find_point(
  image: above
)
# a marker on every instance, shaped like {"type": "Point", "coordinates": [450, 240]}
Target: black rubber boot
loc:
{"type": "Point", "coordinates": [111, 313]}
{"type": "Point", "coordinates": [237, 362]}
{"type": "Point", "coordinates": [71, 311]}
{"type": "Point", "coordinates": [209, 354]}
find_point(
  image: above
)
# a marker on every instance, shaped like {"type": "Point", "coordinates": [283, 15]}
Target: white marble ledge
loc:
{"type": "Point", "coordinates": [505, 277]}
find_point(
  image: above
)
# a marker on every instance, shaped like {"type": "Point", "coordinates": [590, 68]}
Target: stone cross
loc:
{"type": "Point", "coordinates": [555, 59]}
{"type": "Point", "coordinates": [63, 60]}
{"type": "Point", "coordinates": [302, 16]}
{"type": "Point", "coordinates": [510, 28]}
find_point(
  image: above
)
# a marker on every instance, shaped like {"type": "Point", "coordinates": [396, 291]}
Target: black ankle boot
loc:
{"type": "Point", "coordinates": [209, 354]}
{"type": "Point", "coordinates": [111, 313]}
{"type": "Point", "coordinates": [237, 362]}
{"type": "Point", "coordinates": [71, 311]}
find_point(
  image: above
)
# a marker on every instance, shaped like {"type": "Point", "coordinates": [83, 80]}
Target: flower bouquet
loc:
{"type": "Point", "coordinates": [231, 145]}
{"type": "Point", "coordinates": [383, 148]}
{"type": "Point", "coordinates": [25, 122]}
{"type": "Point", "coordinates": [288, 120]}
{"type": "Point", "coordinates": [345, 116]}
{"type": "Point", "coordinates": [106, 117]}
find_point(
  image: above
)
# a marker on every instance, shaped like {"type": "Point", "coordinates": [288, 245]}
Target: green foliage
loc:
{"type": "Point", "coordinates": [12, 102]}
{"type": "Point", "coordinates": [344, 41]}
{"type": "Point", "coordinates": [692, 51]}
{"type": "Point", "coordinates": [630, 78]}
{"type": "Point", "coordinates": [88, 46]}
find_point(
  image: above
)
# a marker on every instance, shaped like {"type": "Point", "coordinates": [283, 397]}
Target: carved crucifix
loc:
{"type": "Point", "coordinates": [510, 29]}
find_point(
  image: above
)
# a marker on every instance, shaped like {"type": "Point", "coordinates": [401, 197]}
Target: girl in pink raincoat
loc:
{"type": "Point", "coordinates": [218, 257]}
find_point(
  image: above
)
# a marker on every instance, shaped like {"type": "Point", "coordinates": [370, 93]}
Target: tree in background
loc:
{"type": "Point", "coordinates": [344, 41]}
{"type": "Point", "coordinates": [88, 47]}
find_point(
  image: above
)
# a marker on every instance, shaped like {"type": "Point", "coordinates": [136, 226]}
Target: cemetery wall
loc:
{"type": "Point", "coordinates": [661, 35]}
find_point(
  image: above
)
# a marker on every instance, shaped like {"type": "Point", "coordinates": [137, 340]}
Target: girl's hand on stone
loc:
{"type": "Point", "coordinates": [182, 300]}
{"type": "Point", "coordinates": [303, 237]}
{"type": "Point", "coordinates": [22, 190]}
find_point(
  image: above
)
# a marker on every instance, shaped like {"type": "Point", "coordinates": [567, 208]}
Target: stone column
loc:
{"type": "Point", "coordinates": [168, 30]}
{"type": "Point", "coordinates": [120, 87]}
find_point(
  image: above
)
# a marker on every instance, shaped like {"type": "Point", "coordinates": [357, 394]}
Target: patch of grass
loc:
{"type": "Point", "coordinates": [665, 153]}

··········

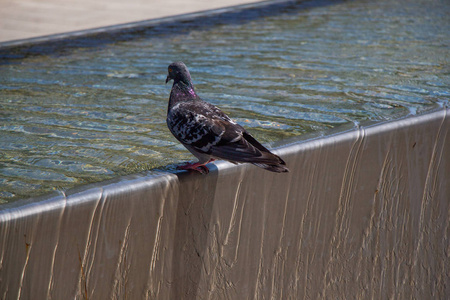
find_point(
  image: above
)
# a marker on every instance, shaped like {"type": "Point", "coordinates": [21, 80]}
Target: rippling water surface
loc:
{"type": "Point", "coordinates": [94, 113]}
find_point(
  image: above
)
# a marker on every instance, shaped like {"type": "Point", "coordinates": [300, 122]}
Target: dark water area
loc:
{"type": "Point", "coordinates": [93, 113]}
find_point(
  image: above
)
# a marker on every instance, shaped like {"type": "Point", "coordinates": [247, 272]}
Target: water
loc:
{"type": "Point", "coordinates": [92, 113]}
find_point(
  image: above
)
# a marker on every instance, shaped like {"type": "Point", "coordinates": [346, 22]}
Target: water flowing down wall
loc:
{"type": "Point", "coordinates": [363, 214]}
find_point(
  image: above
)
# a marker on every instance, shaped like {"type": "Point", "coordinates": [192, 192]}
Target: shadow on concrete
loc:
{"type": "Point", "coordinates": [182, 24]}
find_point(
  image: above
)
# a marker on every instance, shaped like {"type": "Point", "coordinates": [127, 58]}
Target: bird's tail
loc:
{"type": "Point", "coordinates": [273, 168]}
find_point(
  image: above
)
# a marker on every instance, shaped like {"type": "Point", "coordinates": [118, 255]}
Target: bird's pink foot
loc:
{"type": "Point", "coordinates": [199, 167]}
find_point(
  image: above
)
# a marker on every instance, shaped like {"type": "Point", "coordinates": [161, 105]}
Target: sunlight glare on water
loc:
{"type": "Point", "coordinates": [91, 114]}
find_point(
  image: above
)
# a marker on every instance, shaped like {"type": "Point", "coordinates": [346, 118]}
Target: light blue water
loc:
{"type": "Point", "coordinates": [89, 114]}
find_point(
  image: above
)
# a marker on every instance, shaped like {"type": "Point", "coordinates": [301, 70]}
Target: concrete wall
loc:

··········

[Exercise instructions] Which lines in the data above contain the word "black"? Pick out each one and copy it whole, matching case exactly.

[Written response]
Target: black rubber boot
Target: black ankle boot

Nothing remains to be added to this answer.